> _Records supplied_:
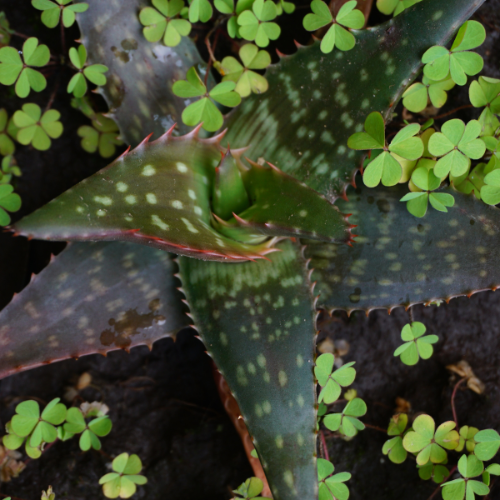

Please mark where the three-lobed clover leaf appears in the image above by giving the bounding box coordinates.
[304,0,365,54]
[77,113,123,158]
[221,43,271,97]
[403,76,455,113]
[139,0,191,47]
[67,45,109,97]
[441,455,490,500]
[0,37,50,98]
[13,103,63,151]
[403,415,459,465]
[422,21,486,85]
[318,458,351,500]
[382,413,408,464]
[172,67,241,132]
[314,353,356,404]
[99,453,148,498]
[10,398,66,448]
[347,111,424,187]
[394,322,439,366]
[64,408,112,451]
[429,118,486,178]
[31,0,89,28]
[237,0,281,47]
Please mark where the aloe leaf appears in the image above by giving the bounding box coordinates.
[306,187,500,311]
[179,241,317,500]
[0,243,188,377]
[77,0,213,146]
[228,0,483,196]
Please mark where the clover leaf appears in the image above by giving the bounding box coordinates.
[0,37,50,98]
[13,103,63,151]
[314,353,356,404]
[382,413,408,464]
[429,118,486,178]
[394,322,439,366]
[403,76,455,113]
[347,111,424,187]
[31,0,89,28]
[233,477,265,500]
[422,21,486,85]
[237,0,281,47]
[139,0,191,47]
[474,429,500,460]
[172,67,241,132]
[304,0,365,54]
[221,43,271,97]
[77,113,123,158]
[67,45,109,97]
[403,415,459,465]
[441,455,490,500]
[99,453,148,498]
[323,398,367,437]
[318,458,351,500]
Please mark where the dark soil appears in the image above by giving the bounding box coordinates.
[0,0,500,500]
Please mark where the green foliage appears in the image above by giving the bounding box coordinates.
[304,0,365,54]
[323,398,367,437]
[394,321,439,366]
[237,0,281,47]
[31,0,89,28]
[347,111,424,187]
[382,413,408,464]
[441,455,490,500]
[220,43,271,97]
[67,45,108,97]
[172,66,241,132]
[422,21,486,85]
[99,453,148,498]
[13,103,63,151]
[139,0,191,47]
[403,415,460,465]
[0,37,50,97]
[318,458,351,500]
[314,353,356,404]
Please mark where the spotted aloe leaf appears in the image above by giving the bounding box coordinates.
[228,0,484,196]
[306,187,500,311]
[179,241,317,500]
[74,0,213,146]
[0,242,188,378]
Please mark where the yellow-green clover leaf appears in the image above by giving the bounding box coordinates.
[403,76,455,113]
[99,453,148,498]
[318,458,351,500]
[441,455,490,500]
[221,43,271,97]
[422,21,486,85]
[31,0,89,28]
[304,0,365,54]
[394,322,439,366]
[403,415,459,465]
[237,0,281,47]
[382,413,408,464]
[67,45,109,97]
[323,398,367,437]
[0,37,50,98]
[139,0,191,47]
[14,103,63,151]
[172,67,241,132]
[347,111,424,187]
[429,118,486,178]
[314,353,356,404]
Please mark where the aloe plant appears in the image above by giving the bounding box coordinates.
[0,0,490,500]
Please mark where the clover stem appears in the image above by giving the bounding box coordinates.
[451,378,466,429]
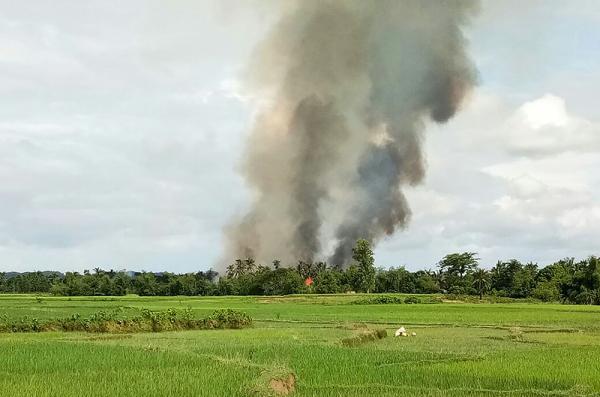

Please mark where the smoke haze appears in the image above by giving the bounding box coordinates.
[224,0,477,265]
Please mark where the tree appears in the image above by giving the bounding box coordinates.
[438,252,479,294]
[315,269,342,294]
[473,269,490,300]
[352,239,375,292]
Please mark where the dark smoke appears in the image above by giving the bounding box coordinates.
[225,0,476,265]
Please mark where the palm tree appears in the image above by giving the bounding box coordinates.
[473,269,490,300]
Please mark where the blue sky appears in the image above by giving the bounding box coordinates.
[0,0,600,272]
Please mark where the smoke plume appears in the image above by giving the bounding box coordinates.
[225,0,476,265]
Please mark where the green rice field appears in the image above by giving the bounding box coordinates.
[0,294,600,397]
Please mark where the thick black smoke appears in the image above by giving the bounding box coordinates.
[225,0,476,265]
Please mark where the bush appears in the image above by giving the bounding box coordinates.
[533,281,560,302]
[0,309,252,333]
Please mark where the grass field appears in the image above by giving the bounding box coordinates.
[0,295,600,397]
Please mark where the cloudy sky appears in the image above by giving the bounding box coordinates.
[0,0,600,272]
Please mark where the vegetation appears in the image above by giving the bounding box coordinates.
[0,308,252,333]
[0,293,600,397]
[0,240,600,305]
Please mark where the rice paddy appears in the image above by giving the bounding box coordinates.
[0,294,600,396]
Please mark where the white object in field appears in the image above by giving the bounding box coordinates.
[394,327,408,336]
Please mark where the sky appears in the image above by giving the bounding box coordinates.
[0,0,600,272]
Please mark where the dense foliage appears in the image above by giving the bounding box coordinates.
[0,309,252,333]
[0,240,600,304]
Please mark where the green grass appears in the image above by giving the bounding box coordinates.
[0,295,600,396]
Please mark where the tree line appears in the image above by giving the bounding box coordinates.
[0,240,600,305]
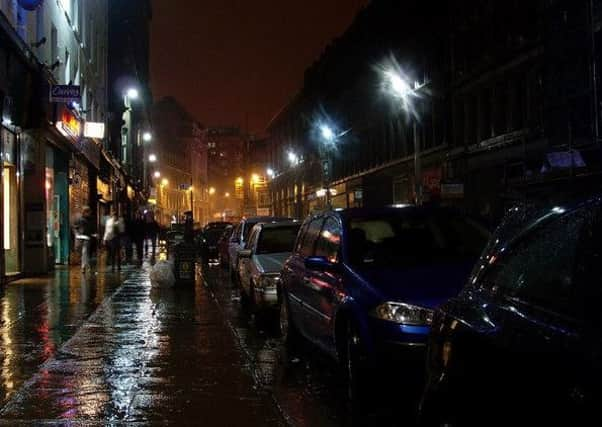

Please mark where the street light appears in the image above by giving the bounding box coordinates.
[383,67,425,205]
[126,87,140,99]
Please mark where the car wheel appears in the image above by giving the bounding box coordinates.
[343,321,367,409]
[278,295,299,350]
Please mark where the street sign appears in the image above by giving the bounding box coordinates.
[50,85,82,103]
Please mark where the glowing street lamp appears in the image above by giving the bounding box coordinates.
[320,125,337,142]
[126,87,140,99]
[383,66,425,205]
[287,151,299,166]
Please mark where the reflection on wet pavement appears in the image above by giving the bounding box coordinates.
[0,265,282,425]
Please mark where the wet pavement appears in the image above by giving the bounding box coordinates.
[0,260,413,426]
[203,266,416,426]
[0,263,285,426]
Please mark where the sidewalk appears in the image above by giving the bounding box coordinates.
[0,264,281,426]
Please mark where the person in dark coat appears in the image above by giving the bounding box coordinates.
[73,206,94,273]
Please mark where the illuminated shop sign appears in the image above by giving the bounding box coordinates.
[55,109,82,139]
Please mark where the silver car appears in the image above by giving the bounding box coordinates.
[238,221,301,311]
[228,216,291,282]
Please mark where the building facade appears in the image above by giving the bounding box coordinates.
[0,0,108,277]
[266,0,601,226]
[149,97,208,226]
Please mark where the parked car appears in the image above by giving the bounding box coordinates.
[198,222,232,263]
[238,221,301,312]
[228,216,292,281]
[279,207,489,398]
[217,225,234,267]
[420,198,602,425]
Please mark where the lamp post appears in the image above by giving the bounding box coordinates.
[384,69,425,205]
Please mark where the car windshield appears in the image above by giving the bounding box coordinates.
[347,212,489,267]
[256,224,300,255]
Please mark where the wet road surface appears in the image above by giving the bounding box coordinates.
[0,264,285,426]
[203,266,417,426]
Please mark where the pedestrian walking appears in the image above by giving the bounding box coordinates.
[102,212,125,271]
[130,212,146,265]
[74,206,94,273]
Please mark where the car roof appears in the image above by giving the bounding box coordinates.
[255,220,301,228]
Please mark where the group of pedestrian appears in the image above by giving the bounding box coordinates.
[74,206,159,273]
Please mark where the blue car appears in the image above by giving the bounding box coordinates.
[279,206,489,398]
[420,197,602,426]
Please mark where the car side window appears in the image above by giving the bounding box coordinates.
[316,217,341,263]
[301,218,324,257]
[230,224,240,241]
[247,228,260,250]
[482,212,586,316]
[294,222,309,253]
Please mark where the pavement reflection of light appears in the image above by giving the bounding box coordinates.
[105,280,160,420]
[0,298,15,396]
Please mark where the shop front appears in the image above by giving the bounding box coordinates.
[0,126,22,277]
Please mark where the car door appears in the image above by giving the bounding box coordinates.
[466,211,587,422]
[228,222,243,268]
[288,217,324,341]
[238,226,261,295]
[303,216,342,351]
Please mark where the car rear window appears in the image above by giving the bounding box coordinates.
[346,212,489,267]
[256,224,301,255]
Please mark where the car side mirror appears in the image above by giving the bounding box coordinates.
[238,249,253,258]
[305,256,338,271]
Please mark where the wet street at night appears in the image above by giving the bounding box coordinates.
[0,256,418,426]
[0,264,284,426]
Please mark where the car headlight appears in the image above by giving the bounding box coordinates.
[372,302,433,326]
[257,274,280,289]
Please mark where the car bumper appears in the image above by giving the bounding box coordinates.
[254,288,278,308]
[368,319,430,365]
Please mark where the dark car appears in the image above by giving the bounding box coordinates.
[199,221,232,263]
[217,225,234,267]
[421,198,602,425]
[280,207,489,397]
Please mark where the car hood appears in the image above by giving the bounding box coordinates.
[254,252,291,273]
[357,261,474,308]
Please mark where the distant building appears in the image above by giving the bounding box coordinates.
[268,0,602,221]
[0,0,108,279]
[149,97,208,225]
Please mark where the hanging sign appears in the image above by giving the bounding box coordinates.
[50,85,82,103]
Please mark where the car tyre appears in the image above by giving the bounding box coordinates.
[278,294,300,351]
[343,321,368,411]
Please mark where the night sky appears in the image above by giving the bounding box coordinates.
[151,0,368,133]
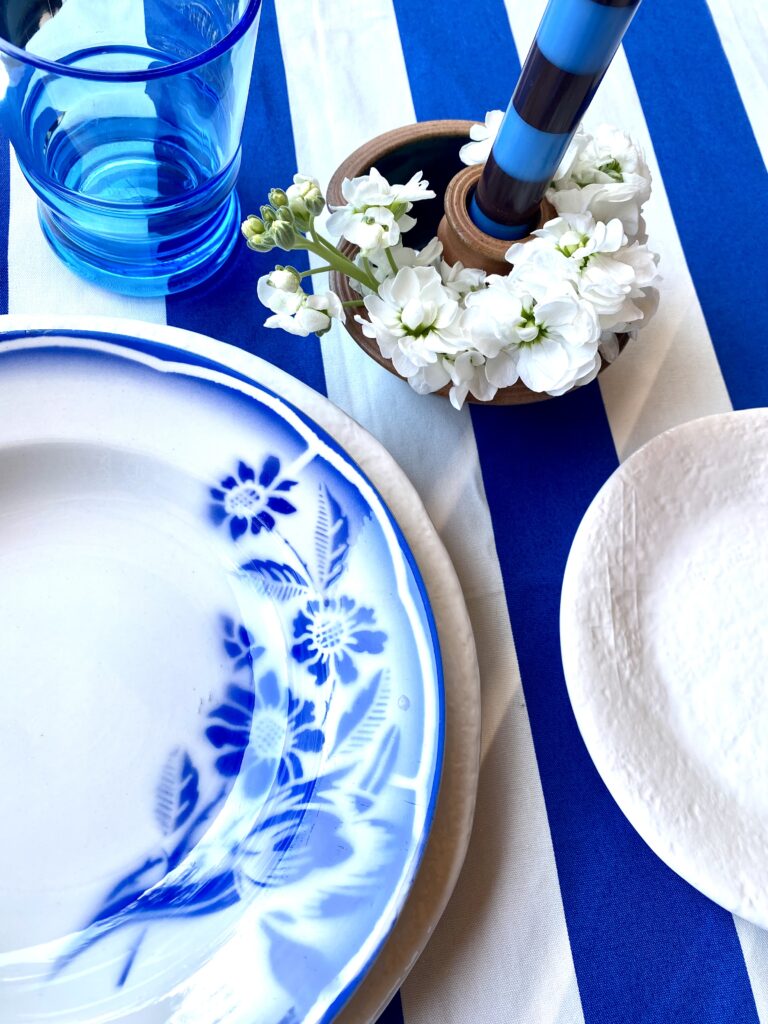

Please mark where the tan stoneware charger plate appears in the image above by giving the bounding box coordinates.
[0,315,480,1024]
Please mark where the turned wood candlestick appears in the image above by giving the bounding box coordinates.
[437,165,557,273]
[327,121,628,406]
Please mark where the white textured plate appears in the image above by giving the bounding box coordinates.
[560,409,768,928]
[2,317,479,1024]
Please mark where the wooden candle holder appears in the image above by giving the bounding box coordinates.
[327,121,629,406]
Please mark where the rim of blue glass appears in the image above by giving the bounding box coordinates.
[0,0,262,82]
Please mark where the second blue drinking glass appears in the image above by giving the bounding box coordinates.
[0,0,261,296]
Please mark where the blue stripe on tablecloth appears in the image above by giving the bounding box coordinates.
[166,2,326,394]
[395,0,757,1024]
[0,132,10,313]
[626,0,768,409]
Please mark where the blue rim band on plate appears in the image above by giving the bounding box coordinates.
[0,329,444,1021]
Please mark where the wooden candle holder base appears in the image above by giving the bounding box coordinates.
[328,121,628,406]
[437,165,557,274]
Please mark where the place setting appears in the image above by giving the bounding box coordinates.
[0,0,768,1024]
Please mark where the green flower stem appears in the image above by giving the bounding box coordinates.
[301,228,379,292]
[299,263,333,281]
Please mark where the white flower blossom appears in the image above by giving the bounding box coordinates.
[464,272,601,394]
[547,125,650,241]
[257,276,344,338]
[357,266,461,377]
[459,111,504,166]
[256,266,306,316]
[507,214,657,333]
[438,260,485,302]
[286,174,326,222]
[349,239,442,295]
[327,167,435,252]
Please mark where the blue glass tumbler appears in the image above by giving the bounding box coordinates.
[0,0,261,296]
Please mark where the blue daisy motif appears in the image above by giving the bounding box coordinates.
[291,597,387,686]
[210,455,297,541]
[223,618,264,670]
[206,672,324,797]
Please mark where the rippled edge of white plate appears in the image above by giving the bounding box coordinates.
[0,314,480,1024]
[560,409,768,929]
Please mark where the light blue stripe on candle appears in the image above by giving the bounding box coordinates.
[494,102,573,181]
[536,0,637,75]
[469,195,530,242]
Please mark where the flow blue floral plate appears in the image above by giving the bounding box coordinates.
[0,331,443,1024]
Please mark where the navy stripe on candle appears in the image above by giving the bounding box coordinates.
[537,0,638,75]
[593,0,640,7]
[472,0,640,238]
[394,0,759,1024]
[512,42,604,134]
[474,153,550,228]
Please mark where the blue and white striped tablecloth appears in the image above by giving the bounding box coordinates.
[0,0,768,1024]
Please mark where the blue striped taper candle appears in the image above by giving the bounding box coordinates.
[470,0,641,239]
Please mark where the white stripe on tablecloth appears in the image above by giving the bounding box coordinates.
[276,0,584,1024]
[8,152,166,324]
[506,0,731,459]
[512,0,768,1011]
[708,0,768,167]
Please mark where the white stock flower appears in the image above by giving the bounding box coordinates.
[357,266,460,377]
[257,268,344,338]
[466,263,600,395]
[459,111,504,166]
[349,239,442,295]
[399,351,499,410]
[506,213,627,273]
[547,125,650,240]
[342,206,400,253]
[327,167,435,252]
[438,260,485,302]
[256,266,306,316]
[507,213,658,333]
[286,174,326,220]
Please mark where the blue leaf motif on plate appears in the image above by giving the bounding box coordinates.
[334,670,389,751]
[155,748,200,836]
[241,558,309,601]
[314,483,349,594]
[291,597,387,686]
[222,616,264,671]
[210,455,297,541]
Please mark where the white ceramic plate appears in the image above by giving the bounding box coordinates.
[560,410,768,928]
[0,319,479,1021]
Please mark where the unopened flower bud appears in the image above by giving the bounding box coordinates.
[269,220,296,249]
[304,188,326,217]
[240,214,264,240]
[267,266,301,292]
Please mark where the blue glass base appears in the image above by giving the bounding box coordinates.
[38,191,241,298]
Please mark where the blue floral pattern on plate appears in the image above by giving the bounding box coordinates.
[0,342,441,1024]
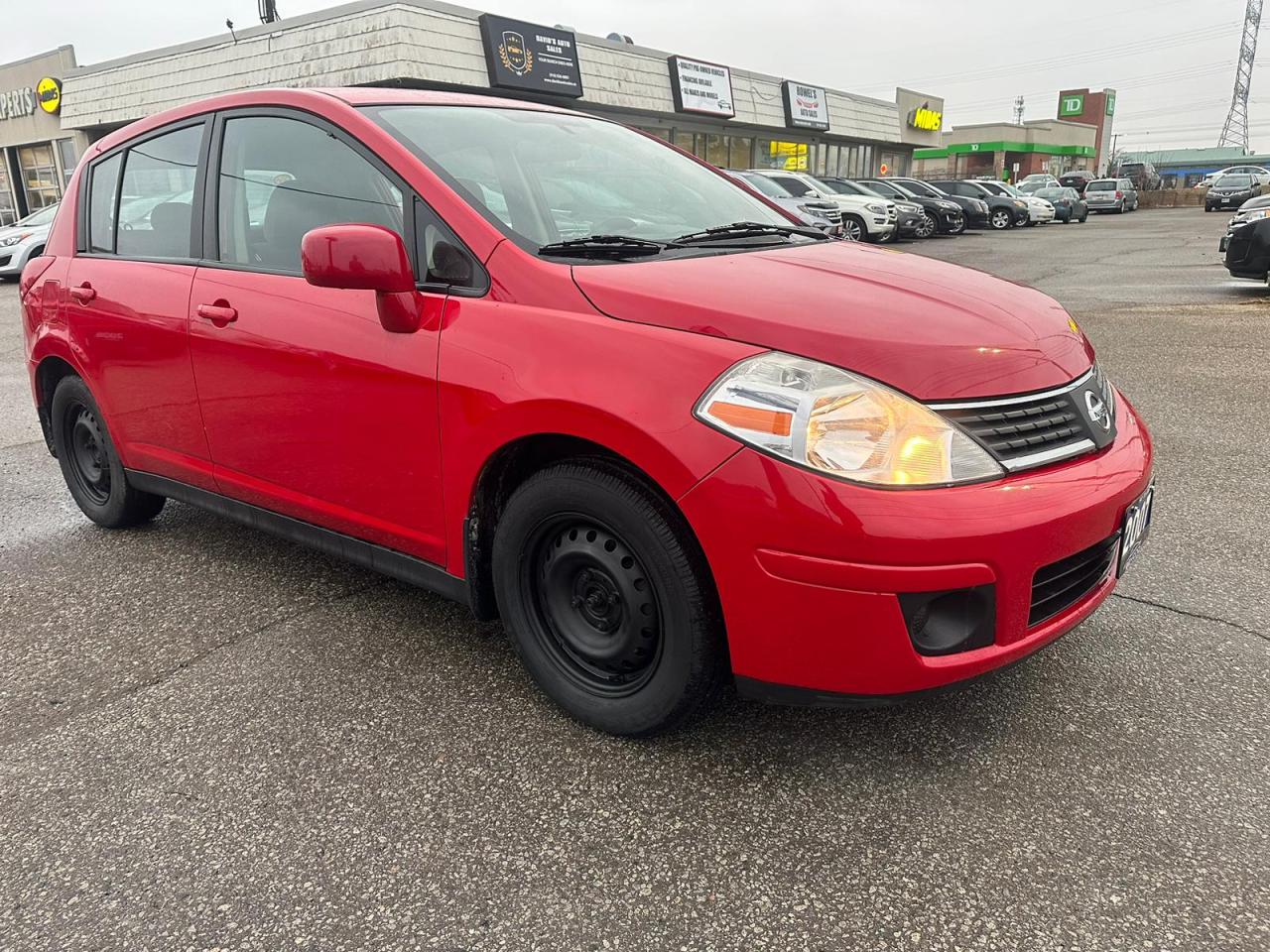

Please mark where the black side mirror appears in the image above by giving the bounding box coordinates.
[430,241,473,287]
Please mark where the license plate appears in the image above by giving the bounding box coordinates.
[1116,484,1156,577]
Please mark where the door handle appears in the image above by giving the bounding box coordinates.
[194,300,237,327]
[69,281,96,304]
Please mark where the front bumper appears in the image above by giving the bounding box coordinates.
[681,396,1152,701]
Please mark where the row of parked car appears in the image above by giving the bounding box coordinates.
[727,169,1138,242]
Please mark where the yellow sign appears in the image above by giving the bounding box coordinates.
[36,76,63,115]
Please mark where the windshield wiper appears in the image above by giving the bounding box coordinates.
[673,221,829,245]
[539,235,677,258]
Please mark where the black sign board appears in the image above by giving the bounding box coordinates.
[480,13,581,98]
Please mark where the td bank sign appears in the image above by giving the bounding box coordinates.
[1058,94,1084,119]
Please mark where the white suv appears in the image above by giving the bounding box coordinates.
[749,169,899,241]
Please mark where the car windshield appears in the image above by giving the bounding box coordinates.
[817,178,885,198]
[14,204,58,225]
[736,174,791,198]
[366,105,792,251]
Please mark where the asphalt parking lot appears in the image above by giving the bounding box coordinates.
[0,208,1270,952]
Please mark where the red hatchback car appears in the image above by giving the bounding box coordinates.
[20,89,1152,735]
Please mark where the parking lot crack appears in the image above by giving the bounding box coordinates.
[1111,591,1270,641]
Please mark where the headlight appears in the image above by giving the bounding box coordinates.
[694,352,1004,488]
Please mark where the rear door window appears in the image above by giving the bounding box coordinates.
[115,123,203,259]
[87,154,123,254]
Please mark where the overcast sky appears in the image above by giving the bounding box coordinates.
[0,0,1270,151]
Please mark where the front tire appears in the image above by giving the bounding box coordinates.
[51,377,167,530]
[842,214,869,241]
[493,461,726,738]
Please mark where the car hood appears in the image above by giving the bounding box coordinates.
[572,241,1093,400]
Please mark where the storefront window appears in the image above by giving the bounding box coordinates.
[58,139,78,187]
[18,142,63,212]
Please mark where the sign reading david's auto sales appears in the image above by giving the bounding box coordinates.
[667,56,736,118]
[480,13,581,99]
[781,80,829,130]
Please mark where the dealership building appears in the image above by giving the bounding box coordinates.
[17,0,944,190]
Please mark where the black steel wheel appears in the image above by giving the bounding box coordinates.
[491,459,727,736]
[521,513,662,697]
[50,377,167,530]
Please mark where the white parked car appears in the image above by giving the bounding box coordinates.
[980,176,1060,226]
[0,204,58,278]
[749,169,899,241]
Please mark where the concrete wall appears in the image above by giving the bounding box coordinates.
[63,0,901,142]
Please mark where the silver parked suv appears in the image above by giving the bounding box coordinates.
[1084,178,1138,214]
[0,204,58,278]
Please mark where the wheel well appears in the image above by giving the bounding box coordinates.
[463,432,721,621]
[36,357,78,456]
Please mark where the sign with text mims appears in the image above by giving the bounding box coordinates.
[667,56,736,118]
[480,13,581,99]
[781,80,829,130]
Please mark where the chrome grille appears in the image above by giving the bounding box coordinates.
[931,368,1114,470]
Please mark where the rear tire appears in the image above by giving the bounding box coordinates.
[493,459,727,738]
[50,377,168,530]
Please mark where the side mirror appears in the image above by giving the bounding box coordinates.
[300,225,422,334]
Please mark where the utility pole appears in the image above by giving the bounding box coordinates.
[1216,0,1262,153]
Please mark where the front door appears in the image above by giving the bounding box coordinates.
[190,114,445,563]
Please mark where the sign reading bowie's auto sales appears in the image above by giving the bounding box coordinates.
[781,80,829,130]
[480,13,581,98]
[667,56,736,118]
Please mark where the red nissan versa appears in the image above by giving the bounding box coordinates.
[20,89,1152,735]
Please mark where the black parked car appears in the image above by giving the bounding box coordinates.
[931,178,1028,231]
[1058,169,1098,195]
[860,178,965,235]
[1204,173,1266,212]
[1221,216,1270,283]
[1035,187,1089,225]
[886,178,988,228]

> _Exercise brief_: Format the data as a Markdown table with columns "Row" and "Text", starting with the line containing "Please mark where the flow" and going on through the line containing "[0,331,443,1024]". Give each line its own numbered row and leave out blank lines.

> _Response for this exercise_:
| Row | Text |
|---|---|
| 1 | Please mark where the flow blue floral plate appears in the image above by giving the bounding box coordinates. |
| 2 | [0,331,443,1024] |